• **Exercise**:
State the count of lines below in which the word "grass" appears, and add nothing.
─── Source material ───
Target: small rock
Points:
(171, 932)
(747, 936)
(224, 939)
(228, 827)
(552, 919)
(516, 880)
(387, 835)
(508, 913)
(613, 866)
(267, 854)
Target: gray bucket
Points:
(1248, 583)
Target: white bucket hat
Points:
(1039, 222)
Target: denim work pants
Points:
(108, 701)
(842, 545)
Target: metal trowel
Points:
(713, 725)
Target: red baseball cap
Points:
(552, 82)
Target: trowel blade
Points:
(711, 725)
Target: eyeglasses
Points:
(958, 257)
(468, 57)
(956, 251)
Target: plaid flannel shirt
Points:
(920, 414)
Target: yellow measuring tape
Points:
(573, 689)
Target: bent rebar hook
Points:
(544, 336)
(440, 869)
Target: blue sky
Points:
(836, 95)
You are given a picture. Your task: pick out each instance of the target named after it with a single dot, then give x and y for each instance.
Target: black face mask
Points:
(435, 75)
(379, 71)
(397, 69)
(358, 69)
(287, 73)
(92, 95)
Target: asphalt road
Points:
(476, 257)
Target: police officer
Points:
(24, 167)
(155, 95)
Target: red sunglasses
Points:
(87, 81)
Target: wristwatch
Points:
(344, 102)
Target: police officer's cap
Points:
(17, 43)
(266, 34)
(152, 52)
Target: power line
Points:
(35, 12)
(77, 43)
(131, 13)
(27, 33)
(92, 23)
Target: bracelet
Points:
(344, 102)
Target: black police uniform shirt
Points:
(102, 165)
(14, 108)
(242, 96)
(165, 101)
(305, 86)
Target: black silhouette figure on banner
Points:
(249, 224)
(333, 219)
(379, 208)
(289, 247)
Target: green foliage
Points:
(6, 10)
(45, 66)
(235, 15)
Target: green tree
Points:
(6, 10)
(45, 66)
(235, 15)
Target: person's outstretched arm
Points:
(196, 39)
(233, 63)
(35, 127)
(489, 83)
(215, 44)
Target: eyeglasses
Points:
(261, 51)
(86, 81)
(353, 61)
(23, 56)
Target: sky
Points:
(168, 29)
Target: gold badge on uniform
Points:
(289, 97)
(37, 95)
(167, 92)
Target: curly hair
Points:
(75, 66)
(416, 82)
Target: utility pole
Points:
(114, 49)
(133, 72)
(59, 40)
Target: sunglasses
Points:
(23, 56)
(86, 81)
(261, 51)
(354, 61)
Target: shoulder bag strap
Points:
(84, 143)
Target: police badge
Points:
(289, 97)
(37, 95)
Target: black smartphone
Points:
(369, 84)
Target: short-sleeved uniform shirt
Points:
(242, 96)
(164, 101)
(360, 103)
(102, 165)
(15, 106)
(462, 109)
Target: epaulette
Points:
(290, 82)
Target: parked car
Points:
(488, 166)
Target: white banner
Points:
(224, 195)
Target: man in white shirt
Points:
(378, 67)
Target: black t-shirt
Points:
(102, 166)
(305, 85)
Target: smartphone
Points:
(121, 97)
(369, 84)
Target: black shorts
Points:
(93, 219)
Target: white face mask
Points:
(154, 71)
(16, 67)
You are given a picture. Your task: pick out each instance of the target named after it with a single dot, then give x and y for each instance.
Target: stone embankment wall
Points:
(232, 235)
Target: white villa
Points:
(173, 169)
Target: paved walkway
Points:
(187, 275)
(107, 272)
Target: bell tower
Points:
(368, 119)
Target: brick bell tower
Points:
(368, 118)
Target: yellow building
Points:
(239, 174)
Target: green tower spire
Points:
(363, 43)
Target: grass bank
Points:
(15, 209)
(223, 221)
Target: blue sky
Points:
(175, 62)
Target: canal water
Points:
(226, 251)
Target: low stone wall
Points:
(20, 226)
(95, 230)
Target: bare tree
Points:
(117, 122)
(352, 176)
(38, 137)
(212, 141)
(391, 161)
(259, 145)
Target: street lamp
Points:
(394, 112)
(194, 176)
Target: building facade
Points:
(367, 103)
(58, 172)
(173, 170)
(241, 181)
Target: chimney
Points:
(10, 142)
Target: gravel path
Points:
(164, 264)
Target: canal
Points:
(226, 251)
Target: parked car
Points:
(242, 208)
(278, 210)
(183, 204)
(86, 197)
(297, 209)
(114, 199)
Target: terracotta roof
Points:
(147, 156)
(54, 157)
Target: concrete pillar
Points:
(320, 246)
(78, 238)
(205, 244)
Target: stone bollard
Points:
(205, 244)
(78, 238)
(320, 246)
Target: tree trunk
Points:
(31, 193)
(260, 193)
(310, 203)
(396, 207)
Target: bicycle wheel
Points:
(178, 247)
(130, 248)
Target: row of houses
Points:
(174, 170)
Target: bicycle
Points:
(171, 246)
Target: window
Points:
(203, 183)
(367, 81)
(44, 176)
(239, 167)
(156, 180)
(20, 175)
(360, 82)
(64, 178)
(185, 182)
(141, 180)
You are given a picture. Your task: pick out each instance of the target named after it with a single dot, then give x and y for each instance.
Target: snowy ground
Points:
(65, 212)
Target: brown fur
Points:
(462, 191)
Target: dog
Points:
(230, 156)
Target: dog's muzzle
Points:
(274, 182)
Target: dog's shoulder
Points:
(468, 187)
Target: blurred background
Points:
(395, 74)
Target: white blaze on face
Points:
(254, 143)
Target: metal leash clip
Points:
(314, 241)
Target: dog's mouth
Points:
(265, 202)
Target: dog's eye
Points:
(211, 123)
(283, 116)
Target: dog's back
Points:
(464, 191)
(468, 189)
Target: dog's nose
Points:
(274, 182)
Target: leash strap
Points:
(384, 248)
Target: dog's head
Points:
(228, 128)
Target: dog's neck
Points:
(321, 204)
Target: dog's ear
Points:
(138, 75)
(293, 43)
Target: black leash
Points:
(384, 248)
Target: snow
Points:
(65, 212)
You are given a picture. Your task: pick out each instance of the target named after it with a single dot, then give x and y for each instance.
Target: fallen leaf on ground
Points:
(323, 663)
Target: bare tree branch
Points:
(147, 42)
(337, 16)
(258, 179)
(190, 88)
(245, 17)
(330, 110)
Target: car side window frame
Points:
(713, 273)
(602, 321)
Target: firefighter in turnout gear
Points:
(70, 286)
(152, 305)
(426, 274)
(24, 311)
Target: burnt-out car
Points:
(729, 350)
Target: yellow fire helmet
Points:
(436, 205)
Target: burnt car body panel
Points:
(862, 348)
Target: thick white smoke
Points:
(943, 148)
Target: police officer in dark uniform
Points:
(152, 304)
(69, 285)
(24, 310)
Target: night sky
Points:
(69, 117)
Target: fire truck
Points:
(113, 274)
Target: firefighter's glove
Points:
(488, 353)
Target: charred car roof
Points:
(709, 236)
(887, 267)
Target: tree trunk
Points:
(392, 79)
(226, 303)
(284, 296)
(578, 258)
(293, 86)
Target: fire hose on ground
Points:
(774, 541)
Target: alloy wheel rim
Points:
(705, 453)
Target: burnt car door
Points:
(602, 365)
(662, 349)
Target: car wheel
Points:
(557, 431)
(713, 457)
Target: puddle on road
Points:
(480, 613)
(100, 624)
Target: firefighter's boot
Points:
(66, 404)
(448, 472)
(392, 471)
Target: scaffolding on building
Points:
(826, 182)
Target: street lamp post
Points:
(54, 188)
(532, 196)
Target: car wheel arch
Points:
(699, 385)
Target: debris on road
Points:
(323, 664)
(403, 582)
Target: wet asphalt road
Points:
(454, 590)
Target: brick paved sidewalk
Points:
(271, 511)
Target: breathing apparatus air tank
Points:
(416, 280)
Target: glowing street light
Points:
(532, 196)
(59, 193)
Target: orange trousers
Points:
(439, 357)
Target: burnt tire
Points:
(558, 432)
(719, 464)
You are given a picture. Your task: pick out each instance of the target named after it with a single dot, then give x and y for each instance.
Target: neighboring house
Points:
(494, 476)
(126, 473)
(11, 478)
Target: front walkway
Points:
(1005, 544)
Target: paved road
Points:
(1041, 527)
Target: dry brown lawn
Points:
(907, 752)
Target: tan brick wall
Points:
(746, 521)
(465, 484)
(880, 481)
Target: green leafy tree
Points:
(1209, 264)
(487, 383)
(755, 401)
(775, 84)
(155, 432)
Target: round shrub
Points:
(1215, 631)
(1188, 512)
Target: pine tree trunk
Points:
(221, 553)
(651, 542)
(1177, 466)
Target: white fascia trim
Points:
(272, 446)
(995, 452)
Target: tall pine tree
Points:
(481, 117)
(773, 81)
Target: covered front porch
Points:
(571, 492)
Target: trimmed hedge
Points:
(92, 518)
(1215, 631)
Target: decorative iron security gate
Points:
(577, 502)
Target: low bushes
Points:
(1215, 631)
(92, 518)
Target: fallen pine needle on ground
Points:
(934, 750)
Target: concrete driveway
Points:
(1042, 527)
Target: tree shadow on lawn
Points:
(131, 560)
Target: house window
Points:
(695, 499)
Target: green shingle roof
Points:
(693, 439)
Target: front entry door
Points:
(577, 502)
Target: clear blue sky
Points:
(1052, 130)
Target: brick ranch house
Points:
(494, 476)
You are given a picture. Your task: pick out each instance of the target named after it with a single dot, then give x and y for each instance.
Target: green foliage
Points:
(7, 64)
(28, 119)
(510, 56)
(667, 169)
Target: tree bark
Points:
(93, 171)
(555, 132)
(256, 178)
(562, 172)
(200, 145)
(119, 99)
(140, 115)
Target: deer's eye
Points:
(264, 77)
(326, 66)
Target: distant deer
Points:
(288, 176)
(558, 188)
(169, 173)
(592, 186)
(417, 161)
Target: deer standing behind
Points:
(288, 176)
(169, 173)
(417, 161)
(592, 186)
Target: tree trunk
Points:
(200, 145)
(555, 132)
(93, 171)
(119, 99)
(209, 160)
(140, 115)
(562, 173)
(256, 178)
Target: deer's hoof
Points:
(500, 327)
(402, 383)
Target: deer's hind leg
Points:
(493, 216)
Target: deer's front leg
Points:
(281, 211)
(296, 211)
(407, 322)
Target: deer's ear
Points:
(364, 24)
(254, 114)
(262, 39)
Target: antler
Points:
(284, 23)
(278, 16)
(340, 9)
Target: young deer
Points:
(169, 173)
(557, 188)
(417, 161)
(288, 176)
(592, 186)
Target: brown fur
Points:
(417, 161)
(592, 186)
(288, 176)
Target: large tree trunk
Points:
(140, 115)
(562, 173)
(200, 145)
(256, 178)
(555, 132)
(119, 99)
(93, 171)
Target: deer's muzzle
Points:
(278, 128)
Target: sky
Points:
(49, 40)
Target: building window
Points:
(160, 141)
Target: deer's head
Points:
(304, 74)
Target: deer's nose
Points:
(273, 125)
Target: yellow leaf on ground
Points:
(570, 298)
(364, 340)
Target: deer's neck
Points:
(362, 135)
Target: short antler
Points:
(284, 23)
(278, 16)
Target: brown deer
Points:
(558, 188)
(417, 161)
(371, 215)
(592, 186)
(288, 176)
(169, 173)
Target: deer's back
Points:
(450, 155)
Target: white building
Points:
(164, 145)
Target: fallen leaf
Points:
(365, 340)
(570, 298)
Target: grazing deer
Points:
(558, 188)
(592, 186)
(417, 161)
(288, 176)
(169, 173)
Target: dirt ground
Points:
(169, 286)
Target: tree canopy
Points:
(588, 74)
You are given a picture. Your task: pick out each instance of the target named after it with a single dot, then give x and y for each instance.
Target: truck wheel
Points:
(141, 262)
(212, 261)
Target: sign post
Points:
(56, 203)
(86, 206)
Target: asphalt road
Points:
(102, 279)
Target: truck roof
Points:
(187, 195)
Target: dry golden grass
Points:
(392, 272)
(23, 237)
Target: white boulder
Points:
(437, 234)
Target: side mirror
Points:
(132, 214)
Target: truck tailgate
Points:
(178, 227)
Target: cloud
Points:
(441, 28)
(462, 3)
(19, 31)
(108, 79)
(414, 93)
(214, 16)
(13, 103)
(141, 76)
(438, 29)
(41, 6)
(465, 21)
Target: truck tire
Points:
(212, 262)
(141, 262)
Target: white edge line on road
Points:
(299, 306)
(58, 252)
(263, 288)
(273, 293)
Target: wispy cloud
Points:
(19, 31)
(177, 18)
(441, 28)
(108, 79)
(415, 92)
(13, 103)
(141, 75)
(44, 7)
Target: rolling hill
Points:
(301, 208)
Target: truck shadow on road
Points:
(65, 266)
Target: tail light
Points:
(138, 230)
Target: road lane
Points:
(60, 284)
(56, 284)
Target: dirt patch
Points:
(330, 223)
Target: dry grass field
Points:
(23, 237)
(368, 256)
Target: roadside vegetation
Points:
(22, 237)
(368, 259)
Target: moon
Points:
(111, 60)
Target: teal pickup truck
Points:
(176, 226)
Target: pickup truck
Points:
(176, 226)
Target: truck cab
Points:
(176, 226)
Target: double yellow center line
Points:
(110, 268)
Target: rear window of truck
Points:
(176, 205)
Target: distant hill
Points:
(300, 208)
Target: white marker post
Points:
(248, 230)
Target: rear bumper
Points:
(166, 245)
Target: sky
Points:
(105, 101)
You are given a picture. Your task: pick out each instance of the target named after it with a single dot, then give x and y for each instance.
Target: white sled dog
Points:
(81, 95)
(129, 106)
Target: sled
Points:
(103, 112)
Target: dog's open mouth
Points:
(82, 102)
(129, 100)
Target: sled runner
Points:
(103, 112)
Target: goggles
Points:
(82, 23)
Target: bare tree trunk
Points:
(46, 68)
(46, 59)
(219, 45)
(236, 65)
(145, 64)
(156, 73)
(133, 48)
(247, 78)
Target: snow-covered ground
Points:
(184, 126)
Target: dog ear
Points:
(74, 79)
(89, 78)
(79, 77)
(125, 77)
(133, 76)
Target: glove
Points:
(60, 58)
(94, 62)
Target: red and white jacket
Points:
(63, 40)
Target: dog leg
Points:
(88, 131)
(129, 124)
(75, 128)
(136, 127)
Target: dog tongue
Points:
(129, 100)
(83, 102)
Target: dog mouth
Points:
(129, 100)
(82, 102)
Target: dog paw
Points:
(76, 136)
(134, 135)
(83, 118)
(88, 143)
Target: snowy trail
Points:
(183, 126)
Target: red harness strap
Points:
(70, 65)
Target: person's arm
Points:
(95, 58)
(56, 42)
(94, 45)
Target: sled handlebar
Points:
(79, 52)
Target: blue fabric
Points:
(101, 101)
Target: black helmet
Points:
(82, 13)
───
• **Task solution**:
3